** Task to carry out **
Below are the records; copy each line in which "smartphone" can be found.

** Opening Data to process block **

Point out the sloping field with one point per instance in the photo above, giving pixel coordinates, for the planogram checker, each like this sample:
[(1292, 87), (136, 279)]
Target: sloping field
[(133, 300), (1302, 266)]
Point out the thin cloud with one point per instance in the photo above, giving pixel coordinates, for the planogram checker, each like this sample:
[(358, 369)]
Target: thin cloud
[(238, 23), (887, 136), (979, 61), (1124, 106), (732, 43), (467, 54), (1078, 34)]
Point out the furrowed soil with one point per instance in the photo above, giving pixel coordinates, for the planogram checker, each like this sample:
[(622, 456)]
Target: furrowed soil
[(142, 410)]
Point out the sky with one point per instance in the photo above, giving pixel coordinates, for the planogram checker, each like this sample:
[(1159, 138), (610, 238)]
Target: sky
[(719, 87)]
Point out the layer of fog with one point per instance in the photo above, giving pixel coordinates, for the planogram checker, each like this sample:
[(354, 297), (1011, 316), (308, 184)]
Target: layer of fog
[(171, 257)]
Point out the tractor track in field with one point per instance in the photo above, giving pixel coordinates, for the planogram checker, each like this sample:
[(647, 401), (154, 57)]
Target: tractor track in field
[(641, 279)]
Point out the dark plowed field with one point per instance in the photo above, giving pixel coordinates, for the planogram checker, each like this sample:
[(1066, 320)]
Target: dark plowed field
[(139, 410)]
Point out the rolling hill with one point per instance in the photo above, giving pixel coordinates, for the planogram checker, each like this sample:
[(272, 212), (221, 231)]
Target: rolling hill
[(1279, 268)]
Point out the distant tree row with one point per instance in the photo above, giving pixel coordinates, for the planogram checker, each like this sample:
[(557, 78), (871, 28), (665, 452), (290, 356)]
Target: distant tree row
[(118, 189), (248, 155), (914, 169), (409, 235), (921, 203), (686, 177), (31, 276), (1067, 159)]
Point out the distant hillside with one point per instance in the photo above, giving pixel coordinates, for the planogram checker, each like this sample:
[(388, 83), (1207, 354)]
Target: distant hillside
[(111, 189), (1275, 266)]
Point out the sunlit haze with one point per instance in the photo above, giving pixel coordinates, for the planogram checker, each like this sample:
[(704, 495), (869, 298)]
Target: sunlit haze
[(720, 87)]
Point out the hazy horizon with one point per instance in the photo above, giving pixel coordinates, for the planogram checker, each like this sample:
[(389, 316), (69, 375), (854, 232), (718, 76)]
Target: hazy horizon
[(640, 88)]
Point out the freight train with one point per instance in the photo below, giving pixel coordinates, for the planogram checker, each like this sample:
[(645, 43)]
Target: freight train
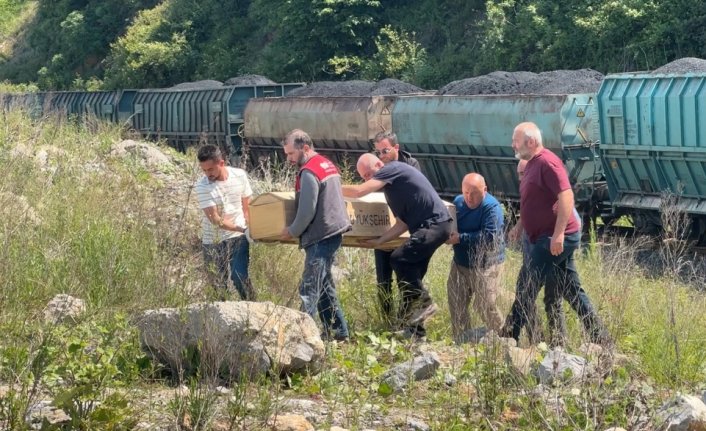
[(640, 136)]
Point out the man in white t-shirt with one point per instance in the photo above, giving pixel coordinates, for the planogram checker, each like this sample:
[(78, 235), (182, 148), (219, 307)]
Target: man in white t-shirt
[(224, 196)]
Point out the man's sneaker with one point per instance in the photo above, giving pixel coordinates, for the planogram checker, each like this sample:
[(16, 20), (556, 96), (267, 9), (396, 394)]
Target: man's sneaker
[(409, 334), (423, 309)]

** Closing Data to process block **
** Opening Data to process block **

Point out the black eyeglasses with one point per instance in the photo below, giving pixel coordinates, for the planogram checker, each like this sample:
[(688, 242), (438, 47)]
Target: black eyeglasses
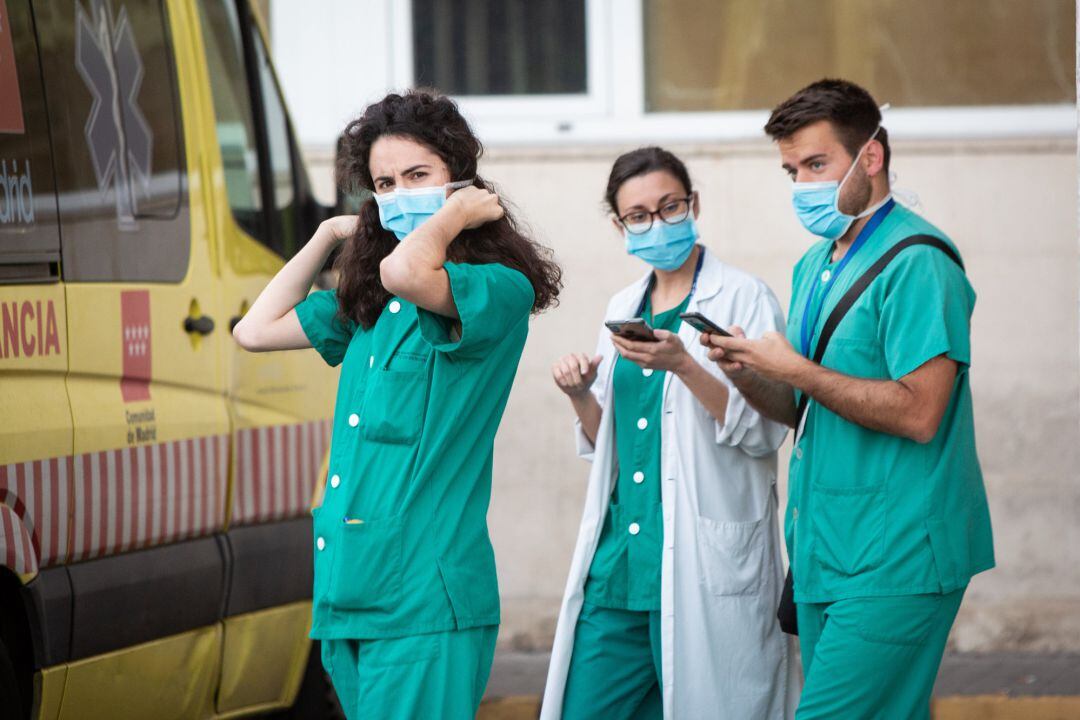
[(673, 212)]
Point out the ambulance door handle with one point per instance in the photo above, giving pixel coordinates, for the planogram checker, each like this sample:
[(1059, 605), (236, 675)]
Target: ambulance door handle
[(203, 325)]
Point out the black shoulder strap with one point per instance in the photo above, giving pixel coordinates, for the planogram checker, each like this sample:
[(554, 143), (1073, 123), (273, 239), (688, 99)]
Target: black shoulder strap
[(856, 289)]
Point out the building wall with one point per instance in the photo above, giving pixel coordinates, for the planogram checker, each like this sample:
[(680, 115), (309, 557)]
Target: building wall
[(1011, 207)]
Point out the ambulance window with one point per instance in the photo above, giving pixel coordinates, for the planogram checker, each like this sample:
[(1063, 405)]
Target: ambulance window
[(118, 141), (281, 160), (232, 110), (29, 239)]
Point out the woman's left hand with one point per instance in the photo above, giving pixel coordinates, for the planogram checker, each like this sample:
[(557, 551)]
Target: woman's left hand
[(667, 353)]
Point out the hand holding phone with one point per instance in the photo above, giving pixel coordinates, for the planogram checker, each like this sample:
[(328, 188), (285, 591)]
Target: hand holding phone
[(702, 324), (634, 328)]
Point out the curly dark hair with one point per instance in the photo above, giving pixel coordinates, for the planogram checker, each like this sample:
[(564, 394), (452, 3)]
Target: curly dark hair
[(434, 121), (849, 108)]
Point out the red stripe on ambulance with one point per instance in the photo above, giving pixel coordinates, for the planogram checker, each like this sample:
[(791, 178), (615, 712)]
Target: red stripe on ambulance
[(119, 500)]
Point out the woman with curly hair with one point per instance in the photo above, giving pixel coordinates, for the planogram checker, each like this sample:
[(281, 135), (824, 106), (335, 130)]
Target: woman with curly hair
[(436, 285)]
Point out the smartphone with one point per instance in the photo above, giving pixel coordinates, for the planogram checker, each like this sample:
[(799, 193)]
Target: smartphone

** Closing Data to process block **

** Response **
Point out the smartphone with one point per instance in the photo above, giving pixel coordinates, for the planogram checker, each like this sample:
Target: smartphone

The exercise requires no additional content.